* _TASK TO CARRY OUT_
Take from the entries below the stretch from the line with "trace --target brown" through the line with "--target utility pole", and return it exactly, leaving the pictures out.

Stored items
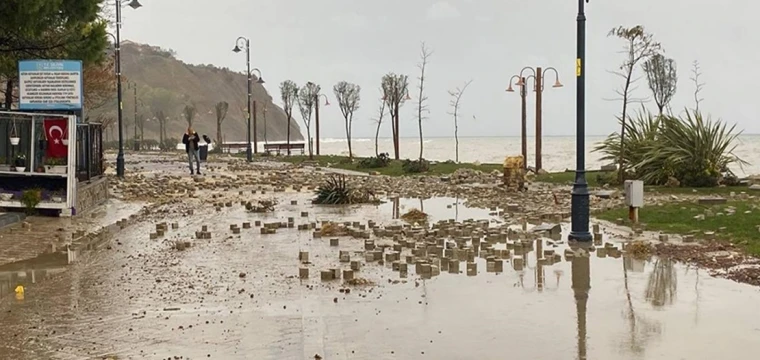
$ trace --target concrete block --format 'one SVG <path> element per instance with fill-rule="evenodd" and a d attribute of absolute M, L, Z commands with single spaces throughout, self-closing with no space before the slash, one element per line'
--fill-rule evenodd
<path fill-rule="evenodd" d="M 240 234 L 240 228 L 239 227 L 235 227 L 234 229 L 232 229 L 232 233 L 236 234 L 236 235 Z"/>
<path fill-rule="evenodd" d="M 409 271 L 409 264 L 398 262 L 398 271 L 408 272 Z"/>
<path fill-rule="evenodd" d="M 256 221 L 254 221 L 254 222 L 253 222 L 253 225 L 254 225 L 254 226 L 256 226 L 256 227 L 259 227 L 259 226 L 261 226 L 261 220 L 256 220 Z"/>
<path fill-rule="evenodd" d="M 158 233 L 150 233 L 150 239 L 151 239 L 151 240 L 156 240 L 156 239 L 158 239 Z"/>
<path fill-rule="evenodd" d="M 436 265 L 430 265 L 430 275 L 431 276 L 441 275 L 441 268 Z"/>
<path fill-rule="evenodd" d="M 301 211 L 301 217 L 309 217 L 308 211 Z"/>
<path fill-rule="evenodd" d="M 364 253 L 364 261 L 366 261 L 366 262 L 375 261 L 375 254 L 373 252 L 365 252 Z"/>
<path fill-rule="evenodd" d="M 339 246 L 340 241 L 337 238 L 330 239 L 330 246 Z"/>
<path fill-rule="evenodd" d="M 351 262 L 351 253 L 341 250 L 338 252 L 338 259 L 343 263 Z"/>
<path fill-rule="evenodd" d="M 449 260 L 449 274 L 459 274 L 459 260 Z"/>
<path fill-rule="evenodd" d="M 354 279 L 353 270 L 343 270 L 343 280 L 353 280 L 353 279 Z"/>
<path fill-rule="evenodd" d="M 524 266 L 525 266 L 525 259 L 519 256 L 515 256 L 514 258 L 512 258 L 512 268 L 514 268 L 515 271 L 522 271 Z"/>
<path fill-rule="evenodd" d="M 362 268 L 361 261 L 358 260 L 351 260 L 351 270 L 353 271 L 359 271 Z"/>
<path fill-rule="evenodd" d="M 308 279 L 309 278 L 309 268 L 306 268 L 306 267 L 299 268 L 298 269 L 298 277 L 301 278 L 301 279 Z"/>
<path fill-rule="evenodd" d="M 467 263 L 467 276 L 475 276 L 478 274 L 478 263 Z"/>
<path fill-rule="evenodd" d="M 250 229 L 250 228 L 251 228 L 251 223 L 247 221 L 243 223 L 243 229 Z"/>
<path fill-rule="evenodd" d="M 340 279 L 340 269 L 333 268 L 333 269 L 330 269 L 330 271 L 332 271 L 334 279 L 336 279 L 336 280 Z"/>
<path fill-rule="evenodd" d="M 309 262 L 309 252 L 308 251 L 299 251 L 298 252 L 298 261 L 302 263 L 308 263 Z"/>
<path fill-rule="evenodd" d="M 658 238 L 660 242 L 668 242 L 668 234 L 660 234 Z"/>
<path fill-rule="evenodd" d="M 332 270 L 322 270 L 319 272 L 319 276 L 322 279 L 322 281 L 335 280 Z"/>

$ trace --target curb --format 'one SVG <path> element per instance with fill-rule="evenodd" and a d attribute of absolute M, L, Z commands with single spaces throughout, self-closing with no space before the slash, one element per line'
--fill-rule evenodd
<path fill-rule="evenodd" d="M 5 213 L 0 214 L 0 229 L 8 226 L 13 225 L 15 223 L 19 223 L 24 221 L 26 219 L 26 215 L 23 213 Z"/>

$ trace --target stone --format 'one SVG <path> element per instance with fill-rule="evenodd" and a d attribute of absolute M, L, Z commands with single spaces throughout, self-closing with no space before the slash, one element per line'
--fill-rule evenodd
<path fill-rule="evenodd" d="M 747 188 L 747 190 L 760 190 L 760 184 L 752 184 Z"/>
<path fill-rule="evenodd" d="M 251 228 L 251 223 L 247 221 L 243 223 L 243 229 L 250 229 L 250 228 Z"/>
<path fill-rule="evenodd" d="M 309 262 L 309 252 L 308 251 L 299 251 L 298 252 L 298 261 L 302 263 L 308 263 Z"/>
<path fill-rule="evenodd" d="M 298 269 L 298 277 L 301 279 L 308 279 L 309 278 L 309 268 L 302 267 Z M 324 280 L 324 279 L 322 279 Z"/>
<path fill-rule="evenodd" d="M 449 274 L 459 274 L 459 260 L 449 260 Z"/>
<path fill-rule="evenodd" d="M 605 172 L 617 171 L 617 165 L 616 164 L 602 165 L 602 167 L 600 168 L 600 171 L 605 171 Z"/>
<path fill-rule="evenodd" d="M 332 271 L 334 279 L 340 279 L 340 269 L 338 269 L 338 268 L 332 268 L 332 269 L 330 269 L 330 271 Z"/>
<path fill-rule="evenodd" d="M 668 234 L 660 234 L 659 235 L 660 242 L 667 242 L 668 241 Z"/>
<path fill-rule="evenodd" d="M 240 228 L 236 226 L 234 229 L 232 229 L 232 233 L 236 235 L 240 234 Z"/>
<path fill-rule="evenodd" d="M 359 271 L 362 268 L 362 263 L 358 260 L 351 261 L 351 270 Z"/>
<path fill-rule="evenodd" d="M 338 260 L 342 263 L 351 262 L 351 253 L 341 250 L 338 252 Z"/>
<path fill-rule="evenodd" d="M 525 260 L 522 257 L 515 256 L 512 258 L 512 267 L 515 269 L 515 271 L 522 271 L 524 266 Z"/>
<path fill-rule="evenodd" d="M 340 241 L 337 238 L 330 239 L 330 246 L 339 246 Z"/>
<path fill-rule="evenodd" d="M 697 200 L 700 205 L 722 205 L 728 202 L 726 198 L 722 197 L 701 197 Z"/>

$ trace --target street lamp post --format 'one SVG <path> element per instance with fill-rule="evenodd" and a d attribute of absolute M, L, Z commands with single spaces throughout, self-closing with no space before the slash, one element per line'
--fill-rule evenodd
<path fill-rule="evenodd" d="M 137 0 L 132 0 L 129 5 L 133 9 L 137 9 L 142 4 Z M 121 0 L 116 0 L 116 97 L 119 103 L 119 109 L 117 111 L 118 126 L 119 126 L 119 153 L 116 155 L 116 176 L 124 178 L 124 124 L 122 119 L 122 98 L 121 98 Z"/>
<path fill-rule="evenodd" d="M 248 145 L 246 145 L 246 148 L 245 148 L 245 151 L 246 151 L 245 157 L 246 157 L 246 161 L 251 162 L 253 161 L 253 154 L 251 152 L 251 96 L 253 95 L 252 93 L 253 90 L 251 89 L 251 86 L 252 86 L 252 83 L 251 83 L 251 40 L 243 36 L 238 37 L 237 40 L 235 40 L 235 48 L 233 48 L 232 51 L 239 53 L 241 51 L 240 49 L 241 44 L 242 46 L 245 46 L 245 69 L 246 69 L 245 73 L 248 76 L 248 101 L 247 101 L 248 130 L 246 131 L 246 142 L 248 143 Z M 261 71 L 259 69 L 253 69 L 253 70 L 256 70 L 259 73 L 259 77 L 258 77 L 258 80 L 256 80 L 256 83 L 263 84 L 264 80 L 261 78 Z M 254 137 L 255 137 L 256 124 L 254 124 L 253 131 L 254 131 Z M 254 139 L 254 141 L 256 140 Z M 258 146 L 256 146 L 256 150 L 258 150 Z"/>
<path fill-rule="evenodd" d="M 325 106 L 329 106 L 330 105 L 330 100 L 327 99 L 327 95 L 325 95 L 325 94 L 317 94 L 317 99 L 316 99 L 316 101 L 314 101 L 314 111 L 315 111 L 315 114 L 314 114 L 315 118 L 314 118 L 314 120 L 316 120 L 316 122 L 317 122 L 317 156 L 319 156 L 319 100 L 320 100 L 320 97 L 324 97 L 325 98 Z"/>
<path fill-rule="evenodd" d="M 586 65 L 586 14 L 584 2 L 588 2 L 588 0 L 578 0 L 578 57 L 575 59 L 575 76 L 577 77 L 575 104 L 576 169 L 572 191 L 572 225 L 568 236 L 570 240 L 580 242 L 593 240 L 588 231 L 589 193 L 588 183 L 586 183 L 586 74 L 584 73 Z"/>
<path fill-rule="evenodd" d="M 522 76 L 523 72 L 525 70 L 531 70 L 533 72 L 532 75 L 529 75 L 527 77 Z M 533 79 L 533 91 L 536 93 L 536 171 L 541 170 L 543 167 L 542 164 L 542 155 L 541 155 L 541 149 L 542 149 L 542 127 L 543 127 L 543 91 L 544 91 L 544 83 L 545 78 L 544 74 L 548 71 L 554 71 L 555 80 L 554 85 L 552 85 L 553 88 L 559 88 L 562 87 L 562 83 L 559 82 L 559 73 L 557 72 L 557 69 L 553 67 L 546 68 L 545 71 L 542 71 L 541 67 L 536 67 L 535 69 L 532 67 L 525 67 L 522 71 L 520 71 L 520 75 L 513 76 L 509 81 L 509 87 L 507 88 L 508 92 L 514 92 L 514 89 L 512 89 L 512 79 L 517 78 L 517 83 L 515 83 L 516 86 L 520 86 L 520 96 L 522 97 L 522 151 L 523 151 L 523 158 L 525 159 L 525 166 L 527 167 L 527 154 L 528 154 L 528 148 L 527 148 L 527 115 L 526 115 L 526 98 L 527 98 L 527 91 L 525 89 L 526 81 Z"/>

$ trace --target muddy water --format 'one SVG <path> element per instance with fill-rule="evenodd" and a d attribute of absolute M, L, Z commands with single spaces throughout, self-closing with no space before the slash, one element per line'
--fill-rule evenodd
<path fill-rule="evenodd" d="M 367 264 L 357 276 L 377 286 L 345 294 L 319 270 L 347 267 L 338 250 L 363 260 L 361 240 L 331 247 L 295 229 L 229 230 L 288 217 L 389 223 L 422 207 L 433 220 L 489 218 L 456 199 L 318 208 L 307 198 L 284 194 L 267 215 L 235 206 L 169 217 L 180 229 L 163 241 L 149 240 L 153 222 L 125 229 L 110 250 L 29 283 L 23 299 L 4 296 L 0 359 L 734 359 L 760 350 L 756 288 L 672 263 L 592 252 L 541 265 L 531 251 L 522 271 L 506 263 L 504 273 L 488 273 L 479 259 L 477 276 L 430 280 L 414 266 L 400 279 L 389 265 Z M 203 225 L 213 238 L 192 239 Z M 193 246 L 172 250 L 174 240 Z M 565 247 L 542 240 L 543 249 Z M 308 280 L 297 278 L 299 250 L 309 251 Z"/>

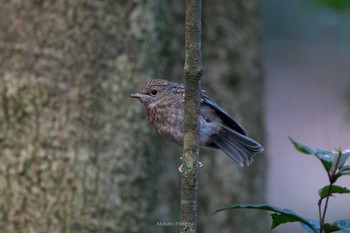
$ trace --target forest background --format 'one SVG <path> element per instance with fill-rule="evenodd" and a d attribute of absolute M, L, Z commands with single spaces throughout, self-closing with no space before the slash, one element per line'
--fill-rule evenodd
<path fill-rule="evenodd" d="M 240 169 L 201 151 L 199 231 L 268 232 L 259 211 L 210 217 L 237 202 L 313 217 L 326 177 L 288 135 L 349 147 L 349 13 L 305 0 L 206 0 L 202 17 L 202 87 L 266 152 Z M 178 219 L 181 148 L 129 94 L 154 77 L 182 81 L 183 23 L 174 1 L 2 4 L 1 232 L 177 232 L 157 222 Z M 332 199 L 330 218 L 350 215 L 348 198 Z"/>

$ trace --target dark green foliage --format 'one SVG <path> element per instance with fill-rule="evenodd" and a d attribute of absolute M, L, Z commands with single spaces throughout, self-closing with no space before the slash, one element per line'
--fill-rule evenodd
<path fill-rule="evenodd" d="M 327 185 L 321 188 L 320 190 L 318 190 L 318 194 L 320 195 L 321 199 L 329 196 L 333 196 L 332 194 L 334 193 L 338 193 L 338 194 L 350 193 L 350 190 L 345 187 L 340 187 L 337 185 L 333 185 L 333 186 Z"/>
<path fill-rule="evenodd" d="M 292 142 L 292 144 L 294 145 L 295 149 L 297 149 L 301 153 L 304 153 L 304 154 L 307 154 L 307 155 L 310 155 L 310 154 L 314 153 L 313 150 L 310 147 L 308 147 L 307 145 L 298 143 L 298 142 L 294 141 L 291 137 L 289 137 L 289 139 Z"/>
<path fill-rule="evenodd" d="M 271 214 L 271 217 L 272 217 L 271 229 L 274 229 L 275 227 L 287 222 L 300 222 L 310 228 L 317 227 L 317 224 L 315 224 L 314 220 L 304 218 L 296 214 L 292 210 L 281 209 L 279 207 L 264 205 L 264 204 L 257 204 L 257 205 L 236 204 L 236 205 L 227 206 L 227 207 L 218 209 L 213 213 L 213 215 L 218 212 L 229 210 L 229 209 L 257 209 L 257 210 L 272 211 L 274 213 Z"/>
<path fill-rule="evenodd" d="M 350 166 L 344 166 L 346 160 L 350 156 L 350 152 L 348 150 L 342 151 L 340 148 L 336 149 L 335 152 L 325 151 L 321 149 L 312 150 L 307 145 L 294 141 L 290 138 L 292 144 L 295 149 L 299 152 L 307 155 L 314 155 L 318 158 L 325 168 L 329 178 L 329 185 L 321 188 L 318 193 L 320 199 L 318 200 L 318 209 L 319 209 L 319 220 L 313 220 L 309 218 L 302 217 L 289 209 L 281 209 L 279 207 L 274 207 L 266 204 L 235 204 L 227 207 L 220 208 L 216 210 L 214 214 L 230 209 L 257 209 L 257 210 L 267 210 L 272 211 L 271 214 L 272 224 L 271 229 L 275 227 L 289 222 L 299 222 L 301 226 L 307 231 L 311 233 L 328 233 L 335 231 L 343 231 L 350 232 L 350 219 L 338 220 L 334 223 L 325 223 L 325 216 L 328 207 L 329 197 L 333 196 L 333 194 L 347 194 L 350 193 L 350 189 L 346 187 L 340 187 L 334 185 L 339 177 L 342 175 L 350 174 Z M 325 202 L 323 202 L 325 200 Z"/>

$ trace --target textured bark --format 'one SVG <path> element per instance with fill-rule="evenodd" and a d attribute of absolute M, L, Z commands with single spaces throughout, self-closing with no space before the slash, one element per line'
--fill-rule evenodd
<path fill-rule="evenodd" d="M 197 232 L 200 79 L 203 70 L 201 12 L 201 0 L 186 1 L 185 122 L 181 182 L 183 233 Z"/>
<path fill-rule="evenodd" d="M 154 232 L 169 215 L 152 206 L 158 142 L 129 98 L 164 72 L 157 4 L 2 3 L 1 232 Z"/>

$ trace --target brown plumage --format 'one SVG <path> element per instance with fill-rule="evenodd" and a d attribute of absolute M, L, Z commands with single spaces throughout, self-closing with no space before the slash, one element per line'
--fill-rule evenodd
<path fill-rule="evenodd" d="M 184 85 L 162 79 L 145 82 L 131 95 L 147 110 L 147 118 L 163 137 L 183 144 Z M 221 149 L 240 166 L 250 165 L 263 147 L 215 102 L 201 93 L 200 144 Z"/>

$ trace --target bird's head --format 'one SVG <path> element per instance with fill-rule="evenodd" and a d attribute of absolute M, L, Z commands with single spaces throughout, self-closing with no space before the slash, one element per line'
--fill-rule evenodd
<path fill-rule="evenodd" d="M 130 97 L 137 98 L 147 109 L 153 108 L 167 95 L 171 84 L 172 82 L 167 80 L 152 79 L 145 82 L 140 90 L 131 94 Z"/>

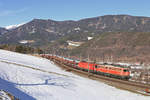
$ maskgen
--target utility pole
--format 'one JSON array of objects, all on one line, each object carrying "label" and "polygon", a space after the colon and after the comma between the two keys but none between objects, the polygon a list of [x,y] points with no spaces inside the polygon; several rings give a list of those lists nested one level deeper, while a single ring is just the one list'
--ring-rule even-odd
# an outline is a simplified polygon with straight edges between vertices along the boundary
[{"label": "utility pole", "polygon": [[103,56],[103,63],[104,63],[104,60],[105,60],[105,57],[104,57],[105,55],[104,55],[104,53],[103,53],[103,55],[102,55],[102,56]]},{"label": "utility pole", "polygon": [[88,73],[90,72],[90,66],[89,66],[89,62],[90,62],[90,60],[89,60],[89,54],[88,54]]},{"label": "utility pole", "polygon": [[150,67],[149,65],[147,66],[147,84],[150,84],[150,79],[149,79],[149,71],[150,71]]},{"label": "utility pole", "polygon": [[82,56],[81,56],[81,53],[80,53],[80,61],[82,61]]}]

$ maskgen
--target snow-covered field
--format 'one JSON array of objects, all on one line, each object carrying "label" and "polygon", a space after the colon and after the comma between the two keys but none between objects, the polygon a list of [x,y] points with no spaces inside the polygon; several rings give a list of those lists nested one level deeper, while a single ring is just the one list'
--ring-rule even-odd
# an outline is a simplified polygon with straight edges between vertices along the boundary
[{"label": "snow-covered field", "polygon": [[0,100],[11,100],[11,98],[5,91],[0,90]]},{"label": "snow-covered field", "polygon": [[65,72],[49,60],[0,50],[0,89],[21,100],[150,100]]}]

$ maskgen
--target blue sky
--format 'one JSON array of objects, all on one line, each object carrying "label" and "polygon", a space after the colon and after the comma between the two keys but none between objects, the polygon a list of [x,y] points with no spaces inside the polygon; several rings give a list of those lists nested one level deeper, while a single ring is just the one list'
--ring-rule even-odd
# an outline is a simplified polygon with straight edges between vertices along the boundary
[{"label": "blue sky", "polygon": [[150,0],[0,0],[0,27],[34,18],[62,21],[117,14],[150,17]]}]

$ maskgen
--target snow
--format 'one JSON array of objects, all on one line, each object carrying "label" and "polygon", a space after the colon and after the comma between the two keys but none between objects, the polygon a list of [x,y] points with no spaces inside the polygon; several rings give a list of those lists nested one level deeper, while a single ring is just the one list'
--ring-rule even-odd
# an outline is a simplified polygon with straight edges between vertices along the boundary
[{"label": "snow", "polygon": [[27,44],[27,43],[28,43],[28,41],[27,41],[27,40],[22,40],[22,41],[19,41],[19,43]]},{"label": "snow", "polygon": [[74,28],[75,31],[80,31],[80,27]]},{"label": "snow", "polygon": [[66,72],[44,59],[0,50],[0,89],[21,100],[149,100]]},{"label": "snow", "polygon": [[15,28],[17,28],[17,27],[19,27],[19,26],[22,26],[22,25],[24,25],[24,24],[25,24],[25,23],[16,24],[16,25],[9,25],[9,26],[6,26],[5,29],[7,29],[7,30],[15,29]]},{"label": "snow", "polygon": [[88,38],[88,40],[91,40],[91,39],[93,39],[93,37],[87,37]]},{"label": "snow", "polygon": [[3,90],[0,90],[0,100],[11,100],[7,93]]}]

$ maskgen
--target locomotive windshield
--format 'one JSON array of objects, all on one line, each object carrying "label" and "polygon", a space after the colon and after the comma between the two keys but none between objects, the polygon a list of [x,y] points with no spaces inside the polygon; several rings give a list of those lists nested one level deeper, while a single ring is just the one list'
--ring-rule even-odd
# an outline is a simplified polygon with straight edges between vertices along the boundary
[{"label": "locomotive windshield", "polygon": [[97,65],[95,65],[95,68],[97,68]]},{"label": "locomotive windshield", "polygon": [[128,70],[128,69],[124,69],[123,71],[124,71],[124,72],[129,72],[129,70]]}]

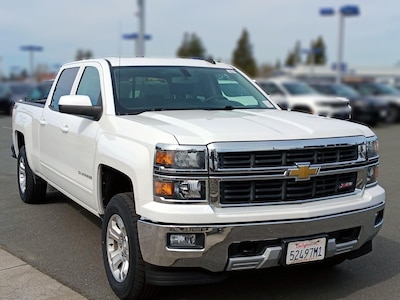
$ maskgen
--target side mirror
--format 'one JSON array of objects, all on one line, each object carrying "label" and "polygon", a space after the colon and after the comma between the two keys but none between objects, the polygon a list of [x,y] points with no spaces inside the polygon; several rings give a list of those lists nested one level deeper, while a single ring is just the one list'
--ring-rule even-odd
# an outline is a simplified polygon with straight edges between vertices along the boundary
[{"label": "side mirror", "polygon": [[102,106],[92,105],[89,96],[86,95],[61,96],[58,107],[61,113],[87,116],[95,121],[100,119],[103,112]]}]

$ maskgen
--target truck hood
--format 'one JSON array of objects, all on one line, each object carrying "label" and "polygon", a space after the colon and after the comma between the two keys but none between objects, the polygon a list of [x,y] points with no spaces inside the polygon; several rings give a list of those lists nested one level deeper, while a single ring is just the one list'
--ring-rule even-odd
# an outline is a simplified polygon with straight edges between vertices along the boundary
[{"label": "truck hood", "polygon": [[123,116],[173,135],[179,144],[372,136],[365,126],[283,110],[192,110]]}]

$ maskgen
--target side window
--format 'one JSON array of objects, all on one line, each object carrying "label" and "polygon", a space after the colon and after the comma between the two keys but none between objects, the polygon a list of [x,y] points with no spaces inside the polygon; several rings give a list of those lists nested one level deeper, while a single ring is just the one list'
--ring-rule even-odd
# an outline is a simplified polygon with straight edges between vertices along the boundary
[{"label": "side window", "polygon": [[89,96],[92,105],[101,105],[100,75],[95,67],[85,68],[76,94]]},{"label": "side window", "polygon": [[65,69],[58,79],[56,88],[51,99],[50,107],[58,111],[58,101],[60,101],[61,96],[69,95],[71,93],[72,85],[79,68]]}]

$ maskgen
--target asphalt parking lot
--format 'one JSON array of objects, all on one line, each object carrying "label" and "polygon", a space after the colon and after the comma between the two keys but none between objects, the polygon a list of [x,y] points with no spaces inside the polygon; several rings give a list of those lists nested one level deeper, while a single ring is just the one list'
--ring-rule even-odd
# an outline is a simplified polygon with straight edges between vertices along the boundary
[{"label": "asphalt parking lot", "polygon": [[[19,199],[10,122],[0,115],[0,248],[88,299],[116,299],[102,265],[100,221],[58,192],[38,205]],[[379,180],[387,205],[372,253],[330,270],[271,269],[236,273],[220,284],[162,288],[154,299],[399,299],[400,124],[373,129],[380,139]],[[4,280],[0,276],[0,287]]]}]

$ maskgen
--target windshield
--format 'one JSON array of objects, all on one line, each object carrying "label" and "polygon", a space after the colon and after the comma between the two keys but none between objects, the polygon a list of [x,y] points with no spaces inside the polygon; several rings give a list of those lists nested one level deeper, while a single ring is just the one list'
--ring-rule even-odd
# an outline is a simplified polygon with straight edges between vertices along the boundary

* _FINISHED TASK_
$ trace --target brown plumage --format 'one SVG <path> element per instance with fill-rule="evenodd" and a d attribute of absolute M, L, Z commands with single spaces throughout, self-closing with no space before the slash, one element per line'
--fill-rule evenodd
<path fill-rule="evenodd" d="M 184 85 L 162 79 L 145 82 L 131 95 L 147 110 L 147 118 L 163 137 L 183 144 Z M 221 149 L 240 166 L 250 165 L 263 147 L 215 102 L 201 93 L 200 144 Z"/>

$ trace --target bird's head --format 'one SVG <path> element per instance with fill-rule="evenodd" and a d attribute of absolute M, L, Z commands with single spaces throughout, self-closing with no space before the slash, one element per line'
--fill-rule evenodd
<path fill-rule="evenodd" d="M 130 97 L 137 98 L 147 109 L 153 108 L 167 95 L 171 84 L 172 82 L 167 80 L 152 79 L 145 82 L 140 90 L 131 94 Z"/>

$ maskgen
--target utility pole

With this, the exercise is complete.